Task prompt: Edit the entries below so that every occurrence of "Shot-chart audit" reads "Image review", and leave everything else unchanged.

Data supplied:
● ● ● ● ●

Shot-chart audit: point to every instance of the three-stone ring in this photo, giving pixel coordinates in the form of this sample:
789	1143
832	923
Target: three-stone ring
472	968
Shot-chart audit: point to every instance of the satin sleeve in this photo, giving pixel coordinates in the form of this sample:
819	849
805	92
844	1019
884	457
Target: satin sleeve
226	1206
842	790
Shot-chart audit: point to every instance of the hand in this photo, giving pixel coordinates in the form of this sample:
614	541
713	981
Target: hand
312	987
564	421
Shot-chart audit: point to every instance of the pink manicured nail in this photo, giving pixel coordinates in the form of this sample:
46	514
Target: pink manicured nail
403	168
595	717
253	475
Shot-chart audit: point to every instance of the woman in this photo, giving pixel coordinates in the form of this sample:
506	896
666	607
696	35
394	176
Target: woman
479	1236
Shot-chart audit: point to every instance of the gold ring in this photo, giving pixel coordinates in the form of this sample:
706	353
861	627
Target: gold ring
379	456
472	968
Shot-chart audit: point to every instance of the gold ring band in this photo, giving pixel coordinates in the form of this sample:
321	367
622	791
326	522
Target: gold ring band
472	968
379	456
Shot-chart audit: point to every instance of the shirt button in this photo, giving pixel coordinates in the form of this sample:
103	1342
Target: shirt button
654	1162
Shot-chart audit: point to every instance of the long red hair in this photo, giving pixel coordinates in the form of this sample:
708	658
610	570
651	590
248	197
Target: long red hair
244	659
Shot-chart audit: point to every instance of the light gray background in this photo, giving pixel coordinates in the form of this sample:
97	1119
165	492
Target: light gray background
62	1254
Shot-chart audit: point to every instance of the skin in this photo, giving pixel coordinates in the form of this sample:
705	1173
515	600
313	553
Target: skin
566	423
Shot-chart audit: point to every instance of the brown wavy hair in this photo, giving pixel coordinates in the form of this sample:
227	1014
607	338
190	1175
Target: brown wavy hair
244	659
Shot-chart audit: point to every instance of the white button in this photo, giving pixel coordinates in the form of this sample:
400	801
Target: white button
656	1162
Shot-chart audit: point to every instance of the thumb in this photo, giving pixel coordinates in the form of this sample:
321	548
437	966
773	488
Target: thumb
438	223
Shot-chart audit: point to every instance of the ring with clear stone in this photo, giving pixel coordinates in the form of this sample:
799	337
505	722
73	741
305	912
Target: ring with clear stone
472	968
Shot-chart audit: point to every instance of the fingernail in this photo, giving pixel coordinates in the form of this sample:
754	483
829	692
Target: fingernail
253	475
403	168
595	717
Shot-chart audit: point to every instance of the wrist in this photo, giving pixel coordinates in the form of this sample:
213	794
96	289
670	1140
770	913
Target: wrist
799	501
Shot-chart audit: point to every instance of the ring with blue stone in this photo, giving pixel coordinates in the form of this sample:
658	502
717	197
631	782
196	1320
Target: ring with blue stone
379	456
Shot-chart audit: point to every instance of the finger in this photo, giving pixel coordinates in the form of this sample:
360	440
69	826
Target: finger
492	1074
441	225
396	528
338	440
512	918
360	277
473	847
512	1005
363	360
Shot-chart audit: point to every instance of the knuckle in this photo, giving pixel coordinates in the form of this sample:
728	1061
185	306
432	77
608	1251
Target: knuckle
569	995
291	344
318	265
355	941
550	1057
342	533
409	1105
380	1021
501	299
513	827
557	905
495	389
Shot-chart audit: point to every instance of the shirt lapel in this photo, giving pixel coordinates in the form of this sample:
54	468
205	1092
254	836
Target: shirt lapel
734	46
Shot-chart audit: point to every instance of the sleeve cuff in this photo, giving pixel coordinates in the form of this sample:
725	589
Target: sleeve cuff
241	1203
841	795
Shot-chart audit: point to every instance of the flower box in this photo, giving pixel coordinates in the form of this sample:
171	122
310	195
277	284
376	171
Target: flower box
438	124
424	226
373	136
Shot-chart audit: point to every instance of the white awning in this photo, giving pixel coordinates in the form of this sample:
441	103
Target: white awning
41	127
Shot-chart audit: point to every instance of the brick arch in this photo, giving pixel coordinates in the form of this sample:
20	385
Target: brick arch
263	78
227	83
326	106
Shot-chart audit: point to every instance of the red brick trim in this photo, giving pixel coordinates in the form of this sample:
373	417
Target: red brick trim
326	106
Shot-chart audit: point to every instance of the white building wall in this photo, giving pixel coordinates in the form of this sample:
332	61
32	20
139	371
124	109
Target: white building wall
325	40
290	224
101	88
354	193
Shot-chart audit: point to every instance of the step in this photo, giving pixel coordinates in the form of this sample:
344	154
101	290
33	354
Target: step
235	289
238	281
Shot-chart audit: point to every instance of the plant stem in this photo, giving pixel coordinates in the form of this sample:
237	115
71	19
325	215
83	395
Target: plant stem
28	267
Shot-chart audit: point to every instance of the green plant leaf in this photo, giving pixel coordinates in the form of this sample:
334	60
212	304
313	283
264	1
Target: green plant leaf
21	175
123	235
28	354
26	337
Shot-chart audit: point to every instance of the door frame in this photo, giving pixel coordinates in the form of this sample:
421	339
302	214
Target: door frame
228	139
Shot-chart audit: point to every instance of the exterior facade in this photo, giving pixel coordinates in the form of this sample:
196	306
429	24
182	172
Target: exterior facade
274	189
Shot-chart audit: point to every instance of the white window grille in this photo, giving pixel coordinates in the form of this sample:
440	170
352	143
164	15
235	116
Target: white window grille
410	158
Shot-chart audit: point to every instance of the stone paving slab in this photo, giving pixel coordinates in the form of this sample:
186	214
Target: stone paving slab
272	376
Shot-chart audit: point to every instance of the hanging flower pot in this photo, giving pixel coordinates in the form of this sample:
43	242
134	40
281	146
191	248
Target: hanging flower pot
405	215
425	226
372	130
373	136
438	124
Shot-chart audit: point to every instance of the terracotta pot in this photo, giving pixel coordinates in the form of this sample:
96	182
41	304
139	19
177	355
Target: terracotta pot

● ● ● ● ●

Output for this task:
Image review: point to every instance of the three-stone ring in this photo, giving pixel coordinates in the form of this sample:
789	1143
832	923
Target: three-stone ring
472	968
Image review: point to every instance of the satin sleeve in this photo, giving pixel coordinates in the form of this sample:
819	849
805	92
844	1019
884	457
Target: satin sleeve
226	1206
842	790
Image review: point to every instance of the hand in this photo, giving pixel coordinates in the form of this sample:
614	541
713	981
Target: hand
312	987
564	421
Image review: point to every instance of the pink manicured nail in this photo, giving pixel coordinates in the form of this sample:
46	514
Target: pink manicured nail
403	168
595	717
253	475
Image review: point to every instance of the woman in this photo, giving pixel coordinates in the form of this sample:
506	896
666	607
696	35
394	176
Target: woman
479	1236
Image review: point to every instance of the gold ring in this photo, giving pixel coordinates in the form of this sample:
706	353
861	627
Target: gold ring
379	456
472	968
Image review: point to every instance of the gold ring band in this photo, giving pixel coordinates in the form of this sample:
321	367
622	791
326	522
Target: gold ring band
472	968
379	456
Image review: point to every instance of the shirt button in this photo, giving pixel coordinates in the form of this sample:
103	1342
Target: shirt button
654	1162
Image review: point to every instance of the long red hair in this photo, giving pixel coordinates in the form of this sample:
708	658
610	570
651	590
248	197
Target: long red hair
244	659
Image review: point to every instance of the light gray background in this photo, giving pixel coordinates in the form of this sample:
97	1119
165	492
Target: light gray background
62	1254
Image review: point to every instance of the skin in this photo, giving pixel coordinates in the form of this sample:
705	1173
515	600
313	553
Target: skin
566	423
Image review: point to every instance of the brown wavy hair in this photo, giving pixel coordinates in the form of this sample:
227	1014
607	338
190	1175
Target: brown wavy hair
244	659
Image review: point to every instance of the white button in this photo, giving pixel coordinates in the form of this sample:
400	801
Target: white button
656	1162
Image review: point to every instance of the thumb in this photo, giving pixel coordinates in the form of this sample:
321	548
437	966
773	488
Target: thumb
438	223
Image review: point to every instance of the ring with clear stone in this photo, giving pixel coordinates in the form of this sample:
799	337
505	722
73	741
305	912
Target: ring with clear stone
472	968
Image review: point to every instance of the fingernail in this photo, giving pixel coordinates in the form of this sample:
754	483
829	692
Target: fingernail
253	475
403	168
595	717
Image review: point to every instance of the wrist in this photo, giving pixel coordinates in the form of this sample:
213	794
96	289
670	1140
770	913
Target: wrist
799	501
Image review: point to every instance of the ring with blue stone in this photo, giving pixel coordinates in the form of this sample:
658	502
717	197
631	782
196	1320
Target: ring with blue stone
379	456
Image review: point to every instance of the finger in this photo, giving pixel coordinates in the form of this sample:
360	440
69	826
Target: finger
492	1074
441	225
396	528
338	440
512	918
360	277
473	847
512	1005
363	360
Image review: point to every instance of the knuckle in this photo, giving pixel coordinates in the form of this sample:
728	1061
185	306
432	77
608	1251
Target: knuckle
569	995
291	344
318	265
355	941
550	1057
342	533
409	1105
380	1021
501	299
513	827
557	905
495	389
Image review: point to every instance of the shirt lapel in this photo, giving pixel coordinates in the form of this sample:
54	468
205	1092
254	836
Target: shirt lapel
734	46
Image review: point to every instance of the sleeve cuff in this photo, giving pixel coordinates in the form of this sample:
725	589
Target: sleeve cuff
241	1203
841	795
Image review: point to every instance of the flower box in this photo, giving pixel coordinates in the form of this sample:
171	122
310	195
277	284
376	171
Target: flower box
438	124
424	226
373	136
Image review: point to every instance of the white awning in this photo, giving pixel coordinates in the form of this sample:
441	103
Target: white awning
41	127
Image review: point to every instance of the brick arch in this photo, giving pixel coordinates in the form of this sample:
20	385
Target: brick arch
263	78
227	83
326	106
Image review: point to every instance of the red brick trim in this photo, giving pixel coordinates in the form of this sample:
373	417
Target: red brick trim
326	106
Image review: point to every instance of the white building wall in this photo, giving pixel coordinates in the form of this sample:
332	61
32	20
139	371
124	109
Target: white building wall
325	40
290	224
101	88
354	193
Image review: point to every instance of the step in this photo, giving pixel coordinates in the form of this sample:
344	154
101	290
33	354
Target: step
235	289
238	281
Image review: point to every instance of the plant stem in this photo, giving pixel coordinates in the form of this sample:
237	115
71	19
325	215
83	395
Target: plant stem
28	267
Image review: point to every instance of the green plant leaf in this photo, giving pixel coordinates in the form of this sample:
334	60
212	304
313	283
264	1
Target: green plant leaf
21	175
123	235
28	354
26	337
Image review: point to every instance of the door frame in this photo, giving pixel coordinates in the form of this sample:
421	339
302	214
Target: door frame
228	139
Image review: point to every instance of the exterior facade in this photo, giving pixel coordinates in the form of this sample:
196	306
429	24
182	172
Target: exterior facade
274	189
Image review: point to every instance of the white window grille in this photo, giving pixel coordinates in the form of this sample:
440	170
352	143
164	15
235	116
Target: white window grille
410	158
Image review: point to every instance of the stone paving slab in this photo, giving pixel coordinates in the form of this sample:
186	214
Target: stone paving slab
272	376
Image review: point to every instance of the hanging flower pot in this photo, giving pixel coordinates in the form of this sample:
43	242
134	40
281	146
191	248
Target: hanging flower pot
405	215
425	226
372	130
373	136
438	124
Image review: point to every instance of the terracotta pot in this photo, giving pixel coordinates in the form of this sample:
96	182
41	304
139	19
177	355
Target: terracotta pot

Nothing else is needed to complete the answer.